What you will do: When you reach the line containing "Place a point on every instance of the clear" in the data below, reproduce it and every line that follows, exactly and without additions.

Exercise materials:
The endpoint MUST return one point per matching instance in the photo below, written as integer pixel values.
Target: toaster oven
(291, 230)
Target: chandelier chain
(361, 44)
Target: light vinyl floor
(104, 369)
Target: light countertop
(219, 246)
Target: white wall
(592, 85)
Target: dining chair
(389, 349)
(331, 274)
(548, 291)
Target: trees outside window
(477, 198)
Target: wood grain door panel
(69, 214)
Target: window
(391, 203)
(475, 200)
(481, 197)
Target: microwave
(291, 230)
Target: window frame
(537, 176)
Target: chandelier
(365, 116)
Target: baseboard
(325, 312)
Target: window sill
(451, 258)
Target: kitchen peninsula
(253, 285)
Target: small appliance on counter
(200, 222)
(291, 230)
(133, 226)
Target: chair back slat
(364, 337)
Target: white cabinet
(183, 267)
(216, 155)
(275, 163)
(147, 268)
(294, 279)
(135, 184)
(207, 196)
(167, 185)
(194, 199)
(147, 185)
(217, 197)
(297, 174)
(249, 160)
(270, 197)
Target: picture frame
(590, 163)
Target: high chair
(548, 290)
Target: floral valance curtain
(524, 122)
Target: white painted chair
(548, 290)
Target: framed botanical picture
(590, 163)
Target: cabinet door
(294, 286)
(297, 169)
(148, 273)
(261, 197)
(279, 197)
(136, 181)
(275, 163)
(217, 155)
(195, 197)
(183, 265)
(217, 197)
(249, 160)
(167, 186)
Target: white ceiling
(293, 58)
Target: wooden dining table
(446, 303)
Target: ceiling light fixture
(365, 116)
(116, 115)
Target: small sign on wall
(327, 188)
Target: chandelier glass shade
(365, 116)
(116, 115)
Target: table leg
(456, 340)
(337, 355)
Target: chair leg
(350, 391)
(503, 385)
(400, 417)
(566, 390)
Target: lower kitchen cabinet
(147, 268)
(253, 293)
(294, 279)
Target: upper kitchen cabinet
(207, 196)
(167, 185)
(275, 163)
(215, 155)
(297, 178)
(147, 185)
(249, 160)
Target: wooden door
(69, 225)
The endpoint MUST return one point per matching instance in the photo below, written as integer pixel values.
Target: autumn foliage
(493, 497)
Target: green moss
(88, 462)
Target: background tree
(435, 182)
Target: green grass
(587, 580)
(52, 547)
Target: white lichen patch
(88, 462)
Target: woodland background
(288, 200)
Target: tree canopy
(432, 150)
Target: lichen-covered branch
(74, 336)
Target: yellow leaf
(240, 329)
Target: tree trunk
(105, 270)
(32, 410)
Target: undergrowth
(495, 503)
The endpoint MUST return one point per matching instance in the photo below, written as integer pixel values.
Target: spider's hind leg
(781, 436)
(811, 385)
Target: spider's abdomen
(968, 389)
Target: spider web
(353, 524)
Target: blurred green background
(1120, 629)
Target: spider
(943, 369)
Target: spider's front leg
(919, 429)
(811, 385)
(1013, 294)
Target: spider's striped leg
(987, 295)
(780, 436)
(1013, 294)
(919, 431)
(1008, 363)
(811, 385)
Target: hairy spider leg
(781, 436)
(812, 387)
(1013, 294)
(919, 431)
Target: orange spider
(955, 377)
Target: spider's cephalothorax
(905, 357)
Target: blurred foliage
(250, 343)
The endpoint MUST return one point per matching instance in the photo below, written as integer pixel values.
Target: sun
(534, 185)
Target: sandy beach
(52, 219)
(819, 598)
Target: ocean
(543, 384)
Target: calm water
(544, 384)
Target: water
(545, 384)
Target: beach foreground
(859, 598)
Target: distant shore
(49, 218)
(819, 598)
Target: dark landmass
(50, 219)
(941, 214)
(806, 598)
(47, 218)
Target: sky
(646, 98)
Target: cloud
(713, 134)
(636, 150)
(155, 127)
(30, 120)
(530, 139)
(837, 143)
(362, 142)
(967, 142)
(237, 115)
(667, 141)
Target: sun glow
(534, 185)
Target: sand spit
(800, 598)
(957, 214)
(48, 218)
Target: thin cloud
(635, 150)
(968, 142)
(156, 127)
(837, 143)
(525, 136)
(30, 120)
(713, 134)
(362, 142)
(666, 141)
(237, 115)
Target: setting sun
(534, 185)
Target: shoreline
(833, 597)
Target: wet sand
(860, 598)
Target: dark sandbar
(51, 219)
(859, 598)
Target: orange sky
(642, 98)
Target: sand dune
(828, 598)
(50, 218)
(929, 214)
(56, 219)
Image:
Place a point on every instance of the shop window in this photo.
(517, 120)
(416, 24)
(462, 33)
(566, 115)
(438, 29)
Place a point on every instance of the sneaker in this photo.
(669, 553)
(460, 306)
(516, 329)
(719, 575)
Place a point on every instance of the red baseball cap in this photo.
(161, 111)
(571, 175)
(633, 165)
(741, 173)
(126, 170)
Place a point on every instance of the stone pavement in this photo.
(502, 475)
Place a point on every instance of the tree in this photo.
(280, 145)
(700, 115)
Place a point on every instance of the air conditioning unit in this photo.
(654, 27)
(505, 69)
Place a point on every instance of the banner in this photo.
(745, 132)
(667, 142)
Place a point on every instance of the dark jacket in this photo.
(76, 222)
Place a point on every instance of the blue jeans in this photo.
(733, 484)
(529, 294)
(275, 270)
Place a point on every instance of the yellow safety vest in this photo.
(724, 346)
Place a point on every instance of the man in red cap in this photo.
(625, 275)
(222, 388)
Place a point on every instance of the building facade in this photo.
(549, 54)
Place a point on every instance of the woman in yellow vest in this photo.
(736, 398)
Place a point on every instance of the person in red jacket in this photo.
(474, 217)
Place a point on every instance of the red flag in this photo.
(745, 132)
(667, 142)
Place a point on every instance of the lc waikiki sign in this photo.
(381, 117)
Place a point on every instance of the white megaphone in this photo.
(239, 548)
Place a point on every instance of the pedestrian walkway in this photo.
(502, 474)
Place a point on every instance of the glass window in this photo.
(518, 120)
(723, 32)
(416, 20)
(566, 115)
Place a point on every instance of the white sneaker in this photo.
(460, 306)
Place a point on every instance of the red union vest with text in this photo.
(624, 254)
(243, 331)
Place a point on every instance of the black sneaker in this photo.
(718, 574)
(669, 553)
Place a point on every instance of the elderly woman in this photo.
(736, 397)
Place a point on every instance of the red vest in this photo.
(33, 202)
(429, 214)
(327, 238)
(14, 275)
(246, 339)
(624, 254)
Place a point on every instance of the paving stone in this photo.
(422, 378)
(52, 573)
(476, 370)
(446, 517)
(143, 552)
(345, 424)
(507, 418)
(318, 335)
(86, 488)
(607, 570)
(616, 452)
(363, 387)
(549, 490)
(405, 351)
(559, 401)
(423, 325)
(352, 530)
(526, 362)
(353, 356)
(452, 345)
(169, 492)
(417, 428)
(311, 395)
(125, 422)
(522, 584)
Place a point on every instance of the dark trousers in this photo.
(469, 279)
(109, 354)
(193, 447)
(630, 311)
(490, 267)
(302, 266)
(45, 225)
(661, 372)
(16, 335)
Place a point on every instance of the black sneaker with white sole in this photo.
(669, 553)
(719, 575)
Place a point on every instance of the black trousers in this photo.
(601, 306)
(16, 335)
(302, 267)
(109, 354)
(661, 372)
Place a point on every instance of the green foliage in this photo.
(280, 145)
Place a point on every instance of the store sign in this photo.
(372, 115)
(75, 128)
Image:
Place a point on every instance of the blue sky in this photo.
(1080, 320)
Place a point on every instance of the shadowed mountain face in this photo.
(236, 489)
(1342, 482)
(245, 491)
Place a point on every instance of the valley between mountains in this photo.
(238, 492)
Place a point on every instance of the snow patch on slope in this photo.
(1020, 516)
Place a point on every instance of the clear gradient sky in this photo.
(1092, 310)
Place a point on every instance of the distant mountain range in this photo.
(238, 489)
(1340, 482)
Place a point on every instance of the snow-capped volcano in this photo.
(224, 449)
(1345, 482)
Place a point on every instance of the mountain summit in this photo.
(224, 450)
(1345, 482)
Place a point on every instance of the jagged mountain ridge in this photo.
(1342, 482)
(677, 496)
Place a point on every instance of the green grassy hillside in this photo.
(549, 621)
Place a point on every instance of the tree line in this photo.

Your solution:
Place a point on every instance of the clear gradient sky in this photo.
(1092, 310)
Place a point on every instance of the distant mountain range in this photo.
(238, 489)
(1340, 482)
Place a point on every instance of the snow-capped volcano in this photo.
(224, 449)
(1345, 482)
Place a point on every instance of the mountain summit in this photo.
(224, 450)
(1345, 482)
Place a point on every instance of the jagged mountain ridge in this photo.
(1342, 482)
(677, 496)
Place a point on every instance of the green grassy hillside in this photo.
(549, 621)
Place a point on every instance of the tree line in this photo.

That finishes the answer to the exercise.